Allah, müminlerden, canlarını ve mallarını, kendilerine cennet vermek üzere satın almıştır: Allah yolunda çarpışacaklar da öldürecekler ve öldürülecekler. Bu, Tevrat'ta da, incil'de de Kur'ân'da da Allah'ın kendi üzerine yüklendiği bir ahittir. Allah'dan ziyade ahdine riayet edecek kim vardır? O halde yaptığınız alış-veriş ahdinden dolayı size müjdeler olsun! Ve işte o büyük kurtuluş budur. (TEVBE/111)
artık bunun açıklamasını yaptı herkes. işi ehlinden öğren. kabul eder veya etmezsin o senin bileceğin iş. herkes fetva vermesin. özellikle dini konularda. bi videoda denk gelmiştim. allahi inkar etmek küfür etmektir. bir küfür etmek 20 cinayete bedeldir. bu adam saniye başı bir küfür ediyorsa 80 yıl insanların cinayete koyduğu cezaya göre kaç yıl yer hesapla işte. bu aklıma gelen bir şey mesela. saçma veya değil araştır yavrum araştır. her şeyi didik didik incele. daha tatlı örnekler var bizzat yüz yüze işin uzmanlariyla konuştuğum da zor geliyor biliyonuz mu yazması. saat de geç oldu.

Gösterilen veriler:
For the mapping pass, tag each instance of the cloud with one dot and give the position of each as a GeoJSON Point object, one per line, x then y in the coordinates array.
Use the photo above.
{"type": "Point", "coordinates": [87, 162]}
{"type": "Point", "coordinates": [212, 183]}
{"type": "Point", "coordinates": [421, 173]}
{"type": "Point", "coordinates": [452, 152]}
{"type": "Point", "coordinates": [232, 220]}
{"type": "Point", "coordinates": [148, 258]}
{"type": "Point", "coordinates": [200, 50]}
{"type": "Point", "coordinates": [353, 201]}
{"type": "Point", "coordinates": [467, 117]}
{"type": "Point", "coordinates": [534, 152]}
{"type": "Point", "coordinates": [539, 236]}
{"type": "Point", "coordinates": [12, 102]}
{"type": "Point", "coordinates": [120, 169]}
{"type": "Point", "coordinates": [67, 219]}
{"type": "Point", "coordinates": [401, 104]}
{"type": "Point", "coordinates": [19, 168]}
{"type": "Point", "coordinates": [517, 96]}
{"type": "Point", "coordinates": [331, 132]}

Görev tanımı: Kaynak metindeki ayete göre Allah'ın bu ahdinin yer aldığı kitapları yazın. Bu verilere ihtiyaç yoktur.

Görev cevabı: Tevrat, İncil ve Kur'ân.